> _PAGE EXCERPT_

Friday, September 20, 2013

The brain compartment marked "Mom"


 
This is a reconstructed conversation, word for word, told to me by my “friend.”

Whenever I begin a conversation with my children they will say, we’ve had this exact conversation a hundred times. This always makes me stop and think.  Really, I’ve brought this up one hundred times? What is wrong with me? So then, in case they are right, I say, well let’s just say I like to talk about this could you indulge me?  And they say, yes we could do that if it didn’t really annoy us that you believe and act on all the shoddy stuff people say when they want to sell you an idea. 

I slap my forehead in thunderstruck recognition.  Gullible as charged.

I try to think what I might look like in their heads.  And that’s when I realize my children think I’m about seven years old.  I say seven because by then you know how to cross the street safely and put on your clothes and eat with a dull knife and fork and generally bathe yourself but you still don’t know when someone is trying to sell you the Brooklyn Bridge. (Buying the Brooklyn Bridge is a time-honored metaphor that depicts a naive untried person who believes anything.)  A seven year old would say, “Yipee. Here take all the money in my piggy bank and give me the bridge.”  But even a seven year old might stop a moment and say, “How can you give me the bridge? You can’t lift it because there would be a big hole and it wouldn’t be a bridge.” My children think I don’t know when someone is trying to sell me the Brooklyn Bridge.

Whenever I have to take some action in my life, they say, “This is what you should do.” I'm always a bit surprised that they have a complete answer for any situation. Really.  A complete answer that I had not considered.

> _INFORMATION GIVEN_
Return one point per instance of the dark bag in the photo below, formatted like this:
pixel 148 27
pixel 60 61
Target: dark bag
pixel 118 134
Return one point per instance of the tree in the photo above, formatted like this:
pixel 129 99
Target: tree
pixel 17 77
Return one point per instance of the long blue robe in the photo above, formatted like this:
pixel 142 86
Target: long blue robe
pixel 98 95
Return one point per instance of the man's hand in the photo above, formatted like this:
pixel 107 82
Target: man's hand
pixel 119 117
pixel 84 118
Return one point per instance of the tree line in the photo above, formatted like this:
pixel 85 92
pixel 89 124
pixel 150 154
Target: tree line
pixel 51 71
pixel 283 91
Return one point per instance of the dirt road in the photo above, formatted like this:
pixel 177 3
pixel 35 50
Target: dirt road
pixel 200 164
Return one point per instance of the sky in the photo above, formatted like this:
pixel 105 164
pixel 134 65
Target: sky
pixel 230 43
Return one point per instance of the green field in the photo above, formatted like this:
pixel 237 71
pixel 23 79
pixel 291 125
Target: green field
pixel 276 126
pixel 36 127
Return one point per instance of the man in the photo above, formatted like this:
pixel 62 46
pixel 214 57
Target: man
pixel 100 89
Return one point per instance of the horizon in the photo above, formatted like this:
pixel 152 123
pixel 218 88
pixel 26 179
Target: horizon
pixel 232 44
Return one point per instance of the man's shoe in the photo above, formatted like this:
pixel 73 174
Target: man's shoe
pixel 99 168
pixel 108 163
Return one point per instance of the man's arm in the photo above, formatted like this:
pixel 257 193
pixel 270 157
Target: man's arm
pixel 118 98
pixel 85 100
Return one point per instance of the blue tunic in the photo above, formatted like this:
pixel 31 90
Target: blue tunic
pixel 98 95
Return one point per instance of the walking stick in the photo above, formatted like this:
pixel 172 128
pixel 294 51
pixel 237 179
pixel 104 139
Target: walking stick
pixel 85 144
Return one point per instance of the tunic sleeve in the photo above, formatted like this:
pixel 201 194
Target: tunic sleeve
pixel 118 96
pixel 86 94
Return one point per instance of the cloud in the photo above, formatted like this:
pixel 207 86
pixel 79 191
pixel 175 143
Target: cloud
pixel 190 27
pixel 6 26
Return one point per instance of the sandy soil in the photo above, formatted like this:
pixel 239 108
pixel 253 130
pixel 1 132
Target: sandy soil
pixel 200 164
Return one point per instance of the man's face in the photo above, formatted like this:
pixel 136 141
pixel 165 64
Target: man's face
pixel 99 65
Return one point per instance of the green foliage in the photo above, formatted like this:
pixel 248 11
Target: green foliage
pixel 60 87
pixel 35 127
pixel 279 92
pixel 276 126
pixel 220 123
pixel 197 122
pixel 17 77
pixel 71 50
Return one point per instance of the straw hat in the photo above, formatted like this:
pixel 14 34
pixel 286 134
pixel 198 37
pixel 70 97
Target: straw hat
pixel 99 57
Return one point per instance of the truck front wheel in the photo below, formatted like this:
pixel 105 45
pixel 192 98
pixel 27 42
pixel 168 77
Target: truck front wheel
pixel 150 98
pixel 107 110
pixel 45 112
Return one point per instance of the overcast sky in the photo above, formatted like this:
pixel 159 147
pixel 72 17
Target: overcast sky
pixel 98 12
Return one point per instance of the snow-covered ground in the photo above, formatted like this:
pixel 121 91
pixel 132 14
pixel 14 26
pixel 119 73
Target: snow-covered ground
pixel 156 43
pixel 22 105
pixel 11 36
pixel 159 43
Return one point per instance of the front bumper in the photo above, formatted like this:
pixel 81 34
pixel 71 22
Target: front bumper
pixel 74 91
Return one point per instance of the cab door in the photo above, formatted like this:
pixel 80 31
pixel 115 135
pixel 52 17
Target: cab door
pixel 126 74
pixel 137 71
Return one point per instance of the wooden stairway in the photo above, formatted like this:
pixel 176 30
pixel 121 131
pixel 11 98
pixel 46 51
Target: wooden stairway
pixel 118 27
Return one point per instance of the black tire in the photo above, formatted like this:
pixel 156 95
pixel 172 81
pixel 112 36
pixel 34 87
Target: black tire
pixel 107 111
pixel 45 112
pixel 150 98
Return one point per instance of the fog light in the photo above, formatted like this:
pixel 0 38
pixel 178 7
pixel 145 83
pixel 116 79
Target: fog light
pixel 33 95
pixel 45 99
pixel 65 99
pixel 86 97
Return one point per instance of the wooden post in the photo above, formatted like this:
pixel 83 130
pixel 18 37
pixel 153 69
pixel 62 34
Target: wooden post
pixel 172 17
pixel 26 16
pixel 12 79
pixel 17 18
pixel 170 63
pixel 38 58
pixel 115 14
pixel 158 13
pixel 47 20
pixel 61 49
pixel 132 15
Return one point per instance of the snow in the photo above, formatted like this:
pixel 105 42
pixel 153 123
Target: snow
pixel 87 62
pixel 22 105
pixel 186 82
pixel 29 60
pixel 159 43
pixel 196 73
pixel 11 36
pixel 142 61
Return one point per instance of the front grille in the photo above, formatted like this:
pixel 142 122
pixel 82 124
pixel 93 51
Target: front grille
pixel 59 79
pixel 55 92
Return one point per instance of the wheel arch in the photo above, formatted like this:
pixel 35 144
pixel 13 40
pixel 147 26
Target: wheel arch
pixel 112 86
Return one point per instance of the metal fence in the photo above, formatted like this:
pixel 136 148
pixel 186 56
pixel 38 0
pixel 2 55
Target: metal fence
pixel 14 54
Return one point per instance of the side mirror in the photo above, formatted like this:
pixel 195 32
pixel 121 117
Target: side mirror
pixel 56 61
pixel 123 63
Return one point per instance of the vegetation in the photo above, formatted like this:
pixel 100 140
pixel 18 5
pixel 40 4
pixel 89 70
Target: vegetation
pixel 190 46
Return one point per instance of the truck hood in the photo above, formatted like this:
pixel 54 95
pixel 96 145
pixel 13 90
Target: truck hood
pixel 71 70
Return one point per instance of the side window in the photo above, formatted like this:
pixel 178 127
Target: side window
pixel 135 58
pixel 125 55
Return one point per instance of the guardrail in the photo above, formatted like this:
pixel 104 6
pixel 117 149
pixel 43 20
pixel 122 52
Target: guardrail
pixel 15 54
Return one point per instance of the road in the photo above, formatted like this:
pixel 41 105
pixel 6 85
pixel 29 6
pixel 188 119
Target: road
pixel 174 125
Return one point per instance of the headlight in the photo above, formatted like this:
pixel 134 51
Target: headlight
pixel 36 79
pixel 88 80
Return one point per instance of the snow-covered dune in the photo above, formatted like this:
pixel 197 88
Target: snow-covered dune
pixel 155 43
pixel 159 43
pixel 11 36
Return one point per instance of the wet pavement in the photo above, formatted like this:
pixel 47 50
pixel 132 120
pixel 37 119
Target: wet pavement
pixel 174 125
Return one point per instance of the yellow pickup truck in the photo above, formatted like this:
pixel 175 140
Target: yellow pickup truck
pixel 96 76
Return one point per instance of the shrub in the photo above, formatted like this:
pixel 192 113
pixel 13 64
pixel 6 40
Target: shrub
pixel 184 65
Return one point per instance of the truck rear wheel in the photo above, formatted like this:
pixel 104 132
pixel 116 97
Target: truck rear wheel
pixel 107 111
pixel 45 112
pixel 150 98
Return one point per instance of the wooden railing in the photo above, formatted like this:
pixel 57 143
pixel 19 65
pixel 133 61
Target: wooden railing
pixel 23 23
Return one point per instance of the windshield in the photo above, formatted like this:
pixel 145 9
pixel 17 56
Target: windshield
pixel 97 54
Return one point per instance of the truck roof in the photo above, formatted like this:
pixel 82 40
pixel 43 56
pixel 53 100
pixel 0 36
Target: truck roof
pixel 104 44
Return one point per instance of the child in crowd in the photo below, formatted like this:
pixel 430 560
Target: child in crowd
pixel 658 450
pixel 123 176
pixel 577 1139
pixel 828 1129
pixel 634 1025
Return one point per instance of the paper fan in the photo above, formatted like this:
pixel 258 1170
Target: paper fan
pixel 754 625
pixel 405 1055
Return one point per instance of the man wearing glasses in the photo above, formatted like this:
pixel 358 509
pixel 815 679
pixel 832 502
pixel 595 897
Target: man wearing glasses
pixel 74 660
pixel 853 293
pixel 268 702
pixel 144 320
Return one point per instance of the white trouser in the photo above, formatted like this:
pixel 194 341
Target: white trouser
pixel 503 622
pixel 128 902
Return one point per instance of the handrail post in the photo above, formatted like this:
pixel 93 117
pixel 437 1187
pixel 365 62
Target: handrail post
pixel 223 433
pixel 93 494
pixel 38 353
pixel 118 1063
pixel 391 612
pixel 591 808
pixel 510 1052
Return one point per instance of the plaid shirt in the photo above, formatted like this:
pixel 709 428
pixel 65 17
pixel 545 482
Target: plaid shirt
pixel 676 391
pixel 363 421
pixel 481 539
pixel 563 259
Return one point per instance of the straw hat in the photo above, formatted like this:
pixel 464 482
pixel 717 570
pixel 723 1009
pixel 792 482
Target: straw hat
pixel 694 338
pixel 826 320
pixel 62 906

> _WHAT YOU ARE ASKED TO DO_
In the blog post titled "The brain compartment marked 'Mom'," what does buying the Brooklyn Bridge depict?

> _RESPONSE_
A naive, untried person who believes anything.